*Supplied text:*

If you have turned on the news or checked financial portals in recent weeks, you have likely felt that familiar pang of worry in your stomach. Screens are filled with headlines about rising tensions between Iran and Israel, the blockade in the Middle East, and a logistical chaos that seems to have no end.
For any entrepreneur, importer, or business owner in Latin America, hearing terms like “logistics crisis,” “rising oil prices,” or “blocked routes” usually sets off alarms. It is completely natural. Behind every container you import, there is hard work, working capital, and your family’s dreams.
However, at Go Liquidator, we have a deeply rooted philosophy: where the world sees a wall, we look for a door. We have spent years navigating the waters of international trade, and if we have learned anything, it is that fortunes are not made when the waters are calm, but when you know how to adjust your sails quickly during the storm.

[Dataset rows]
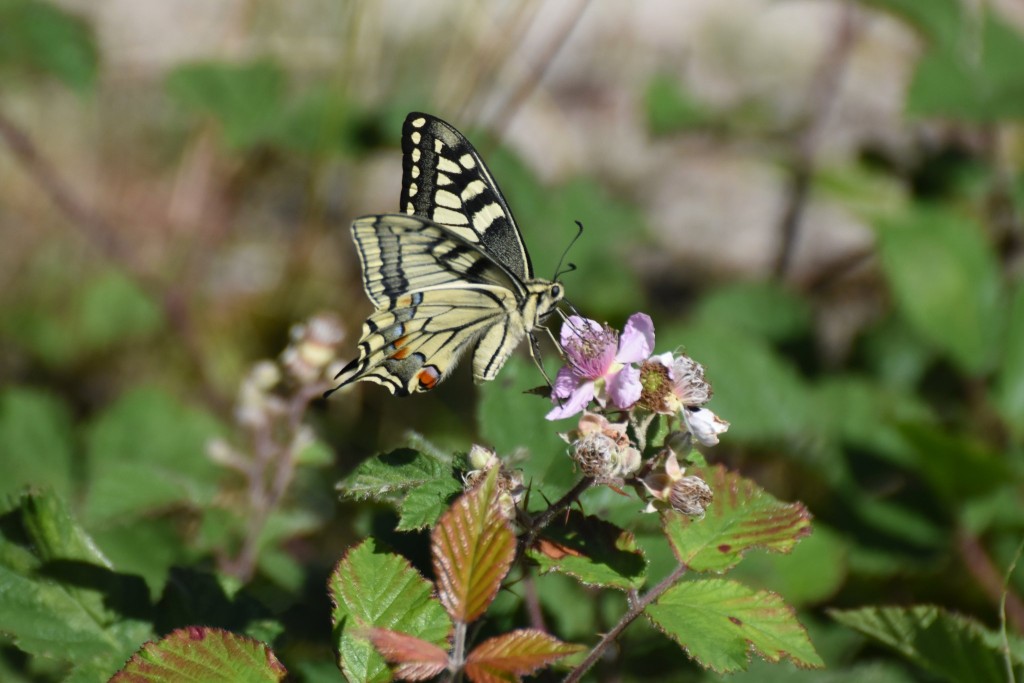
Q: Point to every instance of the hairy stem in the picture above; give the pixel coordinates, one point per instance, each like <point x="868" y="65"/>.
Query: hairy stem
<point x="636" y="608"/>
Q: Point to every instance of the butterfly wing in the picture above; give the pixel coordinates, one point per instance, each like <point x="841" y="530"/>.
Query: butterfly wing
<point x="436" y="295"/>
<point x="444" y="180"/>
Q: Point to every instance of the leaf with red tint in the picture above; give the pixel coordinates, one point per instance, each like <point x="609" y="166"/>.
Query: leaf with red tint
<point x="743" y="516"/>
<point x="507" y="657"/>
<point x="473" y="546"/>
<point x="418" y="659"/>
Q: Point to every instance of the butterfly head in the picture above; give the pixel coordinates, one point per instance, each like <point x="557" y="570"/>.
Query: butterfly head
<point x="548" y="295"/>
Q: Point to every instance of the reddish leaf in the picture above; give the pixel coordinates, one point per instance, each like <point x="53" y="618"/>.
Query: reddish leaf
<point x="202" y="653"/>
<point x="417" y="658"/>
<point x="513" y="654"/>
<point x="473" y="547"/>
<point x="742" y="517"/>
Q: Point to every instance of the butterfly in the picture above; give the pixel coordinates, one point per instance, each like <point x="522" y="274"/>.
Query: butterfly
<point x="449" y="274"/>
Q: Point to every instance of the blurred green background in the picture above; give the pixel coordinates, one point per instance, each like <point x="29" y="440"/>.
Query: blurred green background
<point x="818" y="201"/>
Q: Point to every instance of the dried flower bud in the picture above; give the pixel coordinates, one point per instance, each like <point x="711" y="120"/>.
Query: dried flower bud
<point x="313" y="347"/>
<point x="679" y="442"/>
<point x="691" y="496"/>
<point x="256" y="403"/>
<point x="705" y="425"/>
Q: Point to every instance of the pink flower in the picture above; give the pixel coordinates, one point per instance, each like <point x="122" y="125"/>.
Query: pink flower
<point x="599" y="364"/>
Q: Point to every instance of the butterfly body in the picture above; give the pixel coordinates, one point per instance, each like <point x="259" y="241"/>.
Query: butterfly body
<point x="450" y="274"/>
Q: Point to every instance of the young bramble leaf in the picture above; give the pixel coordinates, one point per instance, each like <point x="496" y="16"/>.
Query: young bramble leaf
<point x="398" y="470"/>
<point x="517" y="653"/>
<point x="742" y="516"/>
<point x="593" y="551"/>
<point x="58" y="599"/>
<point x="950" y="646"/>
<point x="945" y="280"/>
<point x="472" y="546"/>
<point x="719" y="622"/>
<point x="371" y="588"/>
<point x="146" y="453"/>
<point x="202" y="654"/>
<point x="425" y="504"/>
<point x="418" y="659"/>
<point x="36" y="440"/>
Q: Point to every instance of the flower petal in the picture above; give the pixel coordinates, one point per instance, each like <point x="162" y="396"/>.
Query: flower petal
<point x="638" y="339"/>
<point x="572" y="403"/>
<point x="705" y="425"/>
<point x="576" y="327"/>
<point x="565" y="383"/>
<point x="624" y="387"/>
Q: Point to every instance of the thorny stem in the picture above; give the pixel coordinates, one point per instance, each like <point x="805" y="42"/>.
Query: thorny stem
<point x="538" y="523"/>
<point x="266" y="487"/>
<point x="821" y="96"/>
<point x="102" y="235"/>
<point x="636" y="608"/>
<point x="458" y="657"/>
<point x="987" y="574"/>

---

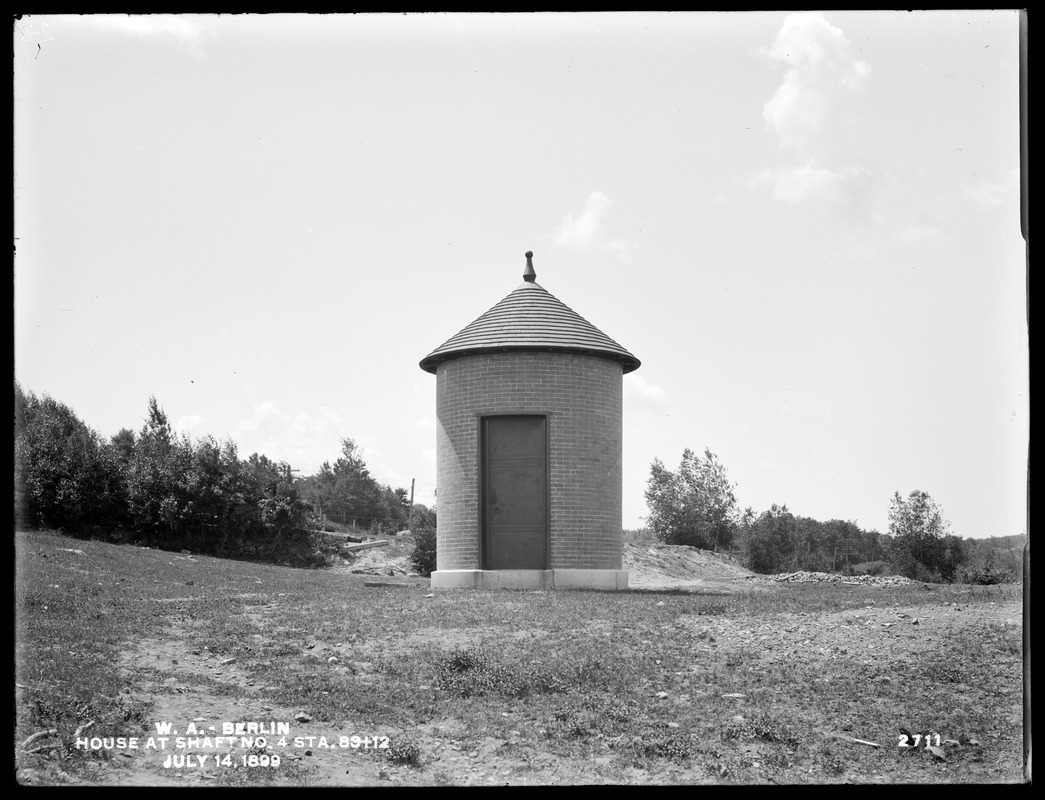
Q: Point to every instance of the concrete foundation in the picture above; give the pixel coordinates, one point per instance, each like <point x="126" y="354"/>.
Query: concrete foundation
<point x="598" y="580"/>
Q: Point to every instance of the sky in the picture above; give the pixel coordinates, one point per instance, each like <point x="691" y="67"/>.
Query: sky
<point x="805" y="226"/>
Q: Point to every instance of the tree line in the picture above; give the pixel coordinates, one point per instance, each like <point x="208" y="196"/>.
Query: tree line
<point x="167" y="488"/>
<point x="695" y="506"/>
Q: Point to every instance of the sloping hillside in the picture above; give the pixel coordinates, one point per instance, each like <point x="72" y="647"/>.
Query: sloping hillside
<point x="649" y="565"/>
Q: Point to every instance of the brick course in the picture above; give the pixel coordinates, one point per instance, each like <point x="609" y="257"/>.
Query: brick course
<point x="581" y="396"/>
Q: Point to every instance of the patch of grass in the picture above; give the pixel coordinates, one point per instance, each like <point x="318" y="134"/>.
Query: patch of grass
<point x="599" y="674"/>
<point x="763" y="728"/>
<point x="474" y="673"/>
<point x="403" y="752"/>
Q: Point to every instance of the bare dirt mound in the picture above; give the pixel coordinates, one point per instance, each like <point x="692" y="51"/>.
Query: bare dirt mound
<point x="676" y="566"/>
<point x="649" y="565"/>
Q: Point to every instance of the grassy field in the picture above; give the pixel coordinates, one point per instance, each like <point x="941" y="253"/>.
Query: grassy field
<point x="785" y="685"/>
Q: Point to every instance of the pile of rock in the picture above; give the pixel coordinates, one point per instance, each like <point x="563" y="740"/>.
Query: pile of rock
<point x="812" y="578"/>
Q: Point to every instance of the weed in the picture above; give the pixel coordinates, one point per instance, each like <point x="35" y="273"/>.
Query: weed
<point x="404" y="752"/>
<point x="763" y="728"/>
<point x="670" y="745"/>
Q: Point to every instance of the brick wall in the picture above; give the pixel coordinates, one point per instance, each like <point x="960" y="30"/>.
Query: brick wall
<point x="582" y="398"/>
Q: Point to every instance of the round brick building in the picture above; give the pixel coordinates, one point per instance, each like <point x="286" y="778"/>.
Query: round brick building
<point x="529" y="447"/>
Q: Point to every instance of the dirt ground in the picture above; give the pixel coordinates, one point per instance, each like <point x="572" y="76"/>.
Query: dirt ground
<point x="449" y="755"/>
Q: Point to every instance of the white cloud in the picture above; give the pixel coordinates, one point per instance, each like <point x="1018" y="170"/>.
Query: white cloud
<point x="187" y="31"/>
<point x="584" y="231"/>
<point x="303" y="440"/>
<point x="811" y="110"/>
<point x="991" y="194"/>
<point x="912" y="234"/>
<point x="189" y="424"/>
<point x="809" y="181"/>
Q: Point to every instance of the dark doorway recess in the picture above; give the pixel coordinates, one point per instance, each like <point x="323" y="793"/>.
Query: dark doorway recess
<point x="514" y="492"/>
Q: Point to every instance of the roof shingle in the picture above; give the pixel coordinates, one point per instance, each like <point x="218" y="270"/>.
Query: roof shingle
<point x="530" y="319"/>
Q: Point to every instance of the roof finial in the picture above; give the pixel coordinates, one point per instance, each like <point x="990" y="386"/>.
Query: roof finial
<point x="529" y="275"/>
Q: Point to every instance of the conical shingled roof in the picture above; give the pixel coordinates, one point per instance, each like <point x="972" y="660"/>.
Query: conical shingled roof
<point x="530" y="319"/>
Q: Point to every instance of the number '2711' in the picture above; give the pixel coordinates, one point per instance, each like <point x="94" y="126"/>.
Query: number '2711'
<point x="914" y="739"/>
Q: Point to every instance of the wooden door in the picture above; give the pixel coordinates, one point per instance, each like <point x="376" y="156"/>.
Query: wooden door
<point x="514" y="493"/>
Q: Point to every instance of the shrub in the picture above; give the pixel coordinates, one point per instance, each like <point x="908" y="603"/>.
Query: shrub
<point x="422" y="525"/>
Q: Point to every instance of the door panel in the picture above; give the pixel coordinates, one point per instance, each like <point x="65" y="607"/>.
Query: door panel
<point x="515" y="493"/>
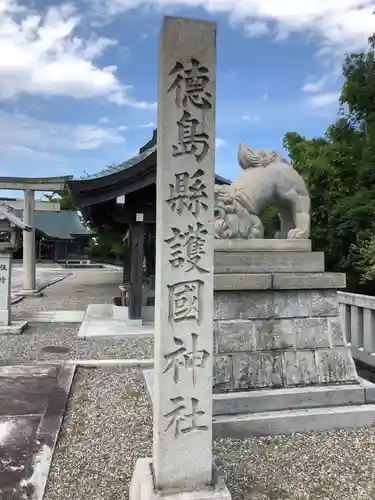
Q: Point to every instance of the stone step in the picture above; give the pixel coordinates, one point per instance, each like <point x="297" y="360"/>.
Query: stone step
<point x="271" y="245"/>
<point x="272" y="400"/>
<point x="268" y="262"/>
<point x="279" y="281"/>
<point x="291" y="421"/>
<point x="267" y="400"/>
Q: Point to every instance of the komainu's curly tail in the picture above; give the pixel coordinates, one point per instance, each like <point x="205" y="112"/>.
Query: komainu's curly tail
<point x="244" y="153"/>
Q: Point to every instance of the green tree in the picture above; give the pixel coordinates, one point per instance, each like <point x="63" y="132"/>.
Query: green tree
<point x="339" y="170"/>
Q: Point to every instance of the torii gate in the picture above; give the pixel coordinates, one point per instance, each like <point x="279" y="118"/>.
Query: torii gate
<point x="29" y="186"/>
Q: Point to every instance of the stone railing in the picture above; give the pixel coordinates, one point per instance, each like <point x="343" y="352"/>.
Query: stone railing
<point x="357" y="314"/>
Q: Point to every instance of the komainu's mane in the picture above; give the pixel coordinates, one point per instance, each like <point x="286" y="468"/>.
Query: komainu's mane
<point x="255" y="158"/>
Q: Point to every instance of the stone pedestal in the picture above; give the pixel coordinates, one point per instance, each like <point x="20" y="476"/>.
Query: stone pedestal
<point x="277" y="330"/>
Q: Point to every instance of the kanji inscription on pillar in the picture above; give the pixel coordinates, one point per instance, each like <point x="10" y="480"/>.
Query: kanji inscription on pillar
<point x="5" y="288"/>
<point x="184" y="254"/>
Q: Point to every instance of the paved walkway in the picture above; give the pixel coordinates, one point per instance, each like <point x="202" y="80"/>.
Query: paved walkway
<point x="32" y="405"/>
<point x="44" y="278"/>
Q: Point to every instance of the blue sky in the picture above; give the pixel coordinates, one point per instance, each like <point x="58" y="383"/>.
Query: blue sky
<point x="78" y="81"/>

--

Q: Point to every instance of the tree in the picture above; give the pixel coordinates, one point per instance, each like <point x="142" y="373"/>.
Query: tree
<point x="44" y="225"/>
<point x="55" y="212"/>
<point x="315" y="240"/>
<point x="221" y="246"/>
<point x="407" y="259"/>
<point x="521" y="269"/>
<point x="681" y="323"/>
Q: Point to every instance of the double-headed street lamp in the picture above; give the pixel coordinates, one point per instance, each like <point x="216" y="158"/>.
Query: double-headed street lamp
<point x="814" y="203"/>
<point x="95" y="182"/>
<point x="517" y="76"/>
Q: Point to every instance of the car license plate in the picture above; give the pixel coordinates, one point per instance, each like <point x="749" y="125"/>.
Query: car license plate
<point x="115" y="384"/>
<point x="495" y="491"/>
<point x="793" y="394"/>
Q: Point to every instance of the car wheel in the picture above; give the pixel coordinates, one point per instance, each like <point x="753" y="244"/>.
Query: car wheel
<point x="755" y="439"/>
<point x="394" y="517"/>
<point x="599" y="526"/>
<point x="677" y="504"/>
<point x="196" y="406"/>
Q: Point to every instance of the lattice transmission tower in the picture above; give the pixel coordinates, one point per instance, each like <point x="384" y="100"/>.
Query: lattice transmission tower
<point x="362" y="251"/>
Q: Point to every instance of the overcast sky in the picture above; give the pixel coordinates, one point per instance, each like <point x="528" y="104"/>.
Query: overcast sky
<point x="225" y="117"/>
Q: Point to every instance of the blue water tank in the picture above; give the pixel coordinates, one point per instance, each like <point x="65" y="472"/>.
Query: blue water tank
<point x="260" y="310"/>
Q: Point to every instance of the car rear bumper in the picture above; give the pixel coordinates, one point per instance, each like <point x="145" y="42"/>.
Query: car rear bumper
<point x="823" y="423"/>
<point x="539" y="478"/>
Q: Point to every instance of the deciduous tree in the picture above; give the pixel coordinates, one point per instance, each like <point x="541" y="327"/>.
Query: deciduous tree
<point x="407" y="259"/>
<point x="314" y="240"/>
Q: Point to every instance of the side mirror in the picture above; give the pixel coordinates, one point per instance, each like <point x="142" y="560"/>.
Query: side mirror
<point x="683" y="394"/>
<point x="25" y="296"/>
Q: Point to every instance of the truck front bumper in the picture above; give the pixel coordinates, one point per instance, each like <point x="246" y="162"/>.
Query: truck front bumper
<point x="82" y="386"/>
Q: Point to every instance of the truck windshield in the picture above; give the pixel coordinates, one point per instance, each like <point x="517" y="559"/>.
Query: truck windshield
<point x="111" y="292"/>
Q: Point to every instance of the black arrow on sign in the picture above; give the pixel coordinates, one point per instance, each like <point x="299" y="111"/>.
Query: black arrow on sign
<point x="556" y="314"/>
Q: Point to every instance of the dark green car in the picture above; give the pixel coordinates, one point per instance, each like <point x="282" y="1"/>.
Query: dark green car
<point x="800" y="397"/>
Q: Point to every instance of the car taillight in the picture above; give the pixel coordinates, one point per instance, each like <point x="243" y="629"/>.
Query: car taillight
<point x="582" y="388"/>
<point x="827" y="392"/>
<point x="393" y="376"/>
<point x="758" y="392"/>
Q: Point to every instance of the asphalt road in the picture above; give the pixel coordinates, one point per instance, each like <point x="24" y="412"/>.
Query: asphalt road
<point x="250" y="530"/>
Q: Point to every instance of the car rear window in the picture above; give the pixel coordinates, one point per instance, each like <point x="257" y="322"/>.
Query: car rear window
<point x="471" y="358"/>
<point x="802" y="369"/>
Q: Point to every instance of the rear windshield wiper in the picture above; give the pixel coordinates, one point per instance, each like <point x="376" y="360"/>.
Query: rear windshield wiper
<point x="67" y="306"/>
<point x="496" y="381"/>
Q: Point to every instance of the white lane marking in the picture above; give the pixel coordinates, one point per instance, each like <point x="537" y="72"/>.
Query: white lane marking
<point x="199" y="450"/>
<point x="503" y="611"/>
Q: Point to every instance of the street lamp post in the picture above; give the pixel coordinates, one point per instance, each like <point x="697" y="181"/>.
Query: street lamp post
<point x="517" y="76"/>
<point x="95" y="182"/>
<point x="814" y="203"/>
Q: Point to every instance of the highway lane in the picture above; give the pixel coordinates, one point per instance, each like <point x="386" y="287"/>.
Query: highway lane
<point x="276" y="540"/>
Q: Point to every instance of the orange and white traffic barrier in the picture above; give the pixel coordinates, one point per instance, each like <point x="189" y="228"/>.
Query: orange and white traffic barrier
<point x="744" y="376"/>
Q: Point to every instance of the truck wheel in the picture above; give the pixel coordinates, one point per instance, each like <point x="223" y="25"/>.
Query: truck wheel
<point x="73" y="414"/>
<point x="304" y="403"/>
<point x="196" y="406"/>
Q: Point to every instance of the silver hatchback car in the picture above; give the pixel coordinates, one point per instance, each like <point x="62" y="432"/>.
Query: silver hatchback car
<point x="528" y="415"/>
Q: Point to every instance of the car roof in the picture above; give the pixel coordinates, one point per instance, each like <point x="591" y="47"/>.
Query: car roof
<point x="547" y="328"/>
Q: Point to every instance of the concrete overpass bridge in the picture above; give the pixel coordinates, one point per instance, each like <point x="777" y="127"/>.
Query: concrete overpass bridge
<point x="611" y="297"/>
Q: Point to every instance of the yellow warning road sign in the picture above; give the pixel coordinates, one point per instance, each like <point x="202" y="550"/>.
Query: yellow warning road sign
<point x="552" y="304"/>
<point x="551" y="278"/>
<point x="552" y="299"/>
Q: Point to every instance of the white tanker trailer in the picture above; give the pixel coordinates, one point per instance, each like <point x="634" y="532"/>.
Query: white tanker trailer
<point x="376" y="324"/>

*Task objective:* Please state the deeply rooted philosophy that Go Liquidator describes in the logistics crisis text.

*Task response:* Where the world sees a wall, Go Liquidator looks for a door.